## PROBLEM DETAILS
No pictures should be carried over. Output all other parts of the entries verbatim.

[Image-grounded pointing data]

____________________

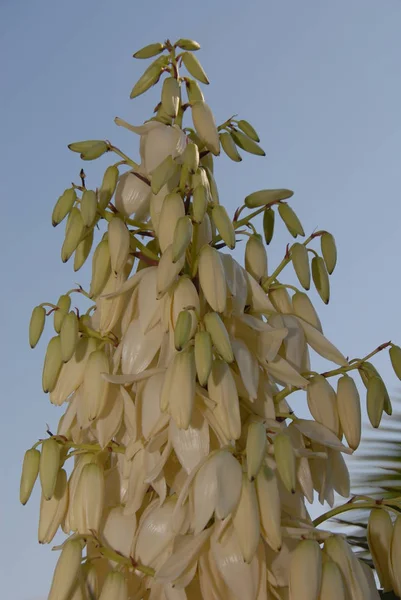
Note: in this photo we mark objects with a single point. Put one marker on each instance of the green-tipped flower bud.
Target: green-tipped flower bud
(256, 257)
(285, 460)
(218, 332)
(182, 237)
(52, 365)
(36, 325)
(194, 67)
(229, 147)
(101, 268)
(182, 332)
(263, 197)
(321, 278)
(64, 304)
(119, 244)
(329, 251)
(49, 466)
(205, 126)
(149, 51)
(150, 76)
(200, 203)
(375, 400)
(194, 92)
(186, 44)
(300, 261)
(248, 130)
(83, 249)
(244, 142)
(89, 150)
(190, 157)
(203, 356)
(171, 96)
(30, 471)
(74, 231)
(63, 206)
(291, 220)
(163, 173)
(395, 357)
(89, 208)
(69, 336)
(268, 225)
(224, 225)
(108, 187)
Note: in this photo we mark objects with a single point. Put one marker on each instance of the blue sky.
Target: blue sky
(321, 83)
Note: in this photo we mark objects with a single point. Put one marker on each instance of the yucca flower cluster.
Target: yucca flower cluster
(179, 470)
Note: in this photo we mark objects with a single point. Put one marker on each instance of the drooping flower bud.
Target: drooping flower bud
(36, 325)
(30, 471)
(218, 332)
(203, 356)
(49, 466)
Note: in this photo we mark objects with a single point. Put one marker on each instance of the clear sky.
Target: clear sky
(319, 79)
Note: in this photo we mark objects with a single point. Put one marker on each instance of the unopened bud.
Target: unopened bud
(190, 157)
(182, 332)
(375, 400)
(200, 203)
(69, 336)
(203, 356)
(244, 142)
(30, 471)
(300, 261)
(263, 197)
(119, 244)
(52, 364)
(74, 231)
(182, 237)
(171, 96)
(285, 460)
(89, 499)
(229, 146)
(329, 251)
(63, 304)
(163, 173)
(149, 77)
(149, 51)
(291, 220)
(89, 208)
(36, 325)
(248, 130)
(89, 150)
(224, 225)
(49, 466)
(255, 448)
(101, 267)
(218, 332)
(83, 250)
(194, 67)
(321, 278)
(268, 224)
(395, 357)
(108, 187)
(63, 206)
(256, 257)
(205, 126)
(186, 44)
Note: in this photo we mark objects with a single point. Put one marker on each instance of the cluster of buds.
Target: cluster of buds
(191, 472)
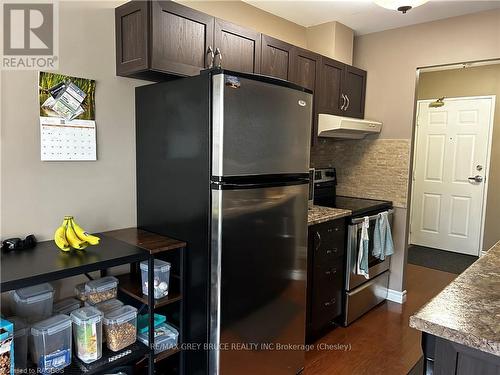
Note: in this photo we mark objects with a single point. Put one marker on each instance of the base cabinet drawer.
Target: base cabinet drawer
(363, 298)
(326, 264)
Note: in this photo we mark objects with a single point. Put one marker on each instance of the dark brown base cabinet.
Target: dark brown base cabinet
(162, 40)
(325, 279)
(443, 357)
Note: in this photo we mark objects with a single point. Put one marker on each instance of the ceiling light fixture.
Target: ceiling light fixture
(401, 5)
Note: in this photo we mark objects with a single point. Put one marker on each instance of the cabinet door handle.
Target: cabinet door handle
(218, 53)
(319, 240)
(210, 57)
(343, 102)
(329, 303)
(331, 271)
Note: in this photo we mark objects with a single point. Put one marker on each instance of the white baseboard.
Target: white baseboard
(396, 296)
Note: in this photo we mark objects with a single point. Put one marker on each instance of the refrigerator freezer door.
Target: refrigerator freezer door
(259, 128)
(258, 280)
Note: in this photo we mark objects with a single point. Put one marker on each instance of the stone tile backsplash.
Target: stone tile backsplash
(368, 168)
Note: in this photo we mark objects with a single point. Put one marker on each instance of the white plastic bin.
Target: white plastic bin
(166, 337)
(66, 306)
(102, 289)
(21, 333)
(120, 327)
(34, 303)
(161, 278)
(50, 344)
(87, 333)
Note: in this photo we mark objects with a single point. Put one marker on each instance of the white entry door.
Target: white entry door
(450, 170)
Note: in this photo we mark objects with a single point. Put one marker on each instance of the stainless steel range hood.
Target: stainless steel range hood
(346, 127)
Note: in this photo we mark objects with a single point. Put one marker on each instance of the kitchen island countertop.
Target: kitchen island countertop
(467, 311)
(320, 214)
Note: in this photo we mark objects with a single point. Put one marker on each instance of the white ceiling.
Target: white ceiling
(364, 16)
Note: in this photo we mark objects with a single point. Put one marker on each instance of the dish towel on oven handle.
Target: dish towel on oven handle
(364, 242)
(382, 237)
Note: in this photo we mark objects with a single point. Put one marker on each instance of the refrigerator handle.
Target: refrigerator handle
(210, 57)
(219, 54)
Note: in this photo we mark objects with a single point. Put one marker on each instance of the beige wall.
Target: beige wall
(249, 16)
(476, 81)
(35, 195)
(391, 59)
(331, 39)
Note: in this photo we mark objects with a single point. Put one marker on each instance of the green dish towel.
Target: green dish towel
(364, 242)
(382, 237)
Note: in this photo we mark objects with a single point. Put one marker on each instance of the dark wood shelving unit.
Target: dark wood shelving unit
(167, 353)
(45, 263)
(131, 284)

____________________

## COMPLETED TASK
Note: in this photo we mark objects with a single point. Put one marker on each instance of the green-tipped flower bud.
Target: green-tipped flower bud
(256, 257)
(285, 460)
(218, 332)
(182, 237)
(52, 365)
(36, 325)
(194, 67)
(229, 147)
(101, 268)
(182, 332)
(263, 197)
(321, 278)
(64, 304)
(119, 244)
(329, 251)
(49, 466)
(205, 126)
(149, 51)
(150, 76)
(200, 203)
(375, 400)
(194, 92)
(186, 44)
(300, 261)
(248, 130)
(83, 249)
(244, 142)
(89, 150)
(190, 157)
(203, 356)
(171, 96)
(30, 471)
(74, 231)
(63, 206)
(291, 220)
(163, 173)
(395, 357)
(89, 208)
(69, 336)
(268, 225)
(224, 225)
(108, 187)
Note: in this photo we mark objects with a single point. Put one marker on each instance of the blue sky.
Target: blue sky
(321, 83)
Note: in this photo we mark objects with a single point. Put one marker on each instance of the yucca flower cluster.
Target: yucca flower cluster
(179, 470)
Note: in this photo we mark objects with a single point. Put one marker on each instance of the drooping flower bud.
Target: drooping flower bud
(36, 325)
(30, 471)
(218, 332)
(203, 356)
(49, 466)
Note: in this photo we mark objects with a single point. Put one marker on each instance of the clear sky.
Target: clear sky
(319, 79)
Note: in this photo we mark objects with a single point. Put one marker on each instance of the unopened bud.
Target: unopened bud
(190, 157)
(182, 332)
(375, 400)
(200, 203)
(69, 336)
(203, 356)
(244, 142)
(30, 471)
(300, 261)
(263, 197)
(119, 244)
(52, 364)
(74, 231)
(182, 237)
(171, 96)
(285, 460)
(89, 499)
(229, 146)
(329, 251)
(63, 304)
(163, 173)
(149, 77)
(149, 51)
(291, 220)
(89, 208)
(36, 325)
(248, 130)
(89, 150)
(224, 225)
(49, 466)
(255, 448)
(101, 267)
(218, 332)
(83, 250)
(194, 67)
(321, 278)
(268, 224)
(395, 357)
(108, 187)
(63, 206)
(256, 257)
(205, 126)
(186, 44)
Note: in this photo we mark objects with a single point. Put one marker on each instance of the cluster of buds.
Target: cluster of buds
(191, 472)
Note: in this photo we mark objects with a single point. Put one marker on each instance of the base cabinet drawer.
Target: base cabinet drawer
(363, 298)
(326, 264)
Note: in this photo we mark objects with a single point. Put one marker on each instance of the dark brown base cabinet.
Target: dark brown base cabinet
(162, 40)
(325, 279)
(443, 357)
Note: in this photo we mark objects with a single point. Put one marker on each instance of the ceiling light fixture.
Target: ceiling light fixture
(401, 5)
Note: in this photo we mark objects with a single point. Put one marker on each instance of the cabinet door handle.
Target: cabinet door handle
(218, 53)
(319, 240)
(210, 57)
(343, 102)
(329, 303)
(331, 271)
Note: in this photo we mark objects with a single point. Put one marker on each instance of the white baseboard.
Target: white baseboard
(396, 296)
Note: in this photo we mark objects with a single point. Put one marker on each instance of the refrigerator freezer door.
Target: refrigerator freezer door
(259, 128)
(258, 280)
Note: in this photo we mark objects with a single point. Put one marker on each instance of the stone tile backsplash.
Target: stone tile backsplash
(368, 168)
Note: in this photo we mark objects with a single point. Put one marker on each instance of the white plastic bin.
Target: white plastic bin
(166, 337)
(66, 306)
(102, 289)
(21, 333)
(120, 327)
(34, 303)
(161, 278)
(50, 344)
(87, 333)
Note: in this photo we mark objects with a single point. Put one marker on each instance of the white entry door.
Target: white entry door
(450, 170)
Note: in this photo we mark objects with a single point. Put one marker on each instance of the stainless steel range hood.
Target: stainless steel range hood
(346, 127)
Note: in this photo we mark objects with a single point. Put one marker on each instance of the kitchen island countertop.
Target: kitchen island countertop
(467, 311)
(320, 214)
Note: in this photo we mark objects with a single point. Put one marker on each instance of the white ceiling.
Target: white ceiling
(364, 16)
Note: in this photo we mark objects with a single point. Put one marker on each instance of the dish towel on oven handle.
Target: dish towel on oven handle
(364, 242)
(382, 237)
Note: in this photo we mark objects with a single point. Put one marker on each instance of the refrigerator handle.
Target: refrigerator handle
(210, 57)
(219, 54)
Note: in this photo we mark objects with a single point. Put one marker on each instance of the beige wall.
Target: beige wall
(249, 16)
(476, 81)
(35, 195)
(391, 59)
(331, 39)
Note: in this photo we mark objects with a single point. Put one marker on each instance of the green dish towel.
Target: green dish towel
(364, 242)
(382, 237)
Note: in this photo we mark objects with a single point. Put one marker on each instance of the dark wood shelving unit.
Target: dark wood shelving unit
(167, 353)
(45, 263)
(131, 284)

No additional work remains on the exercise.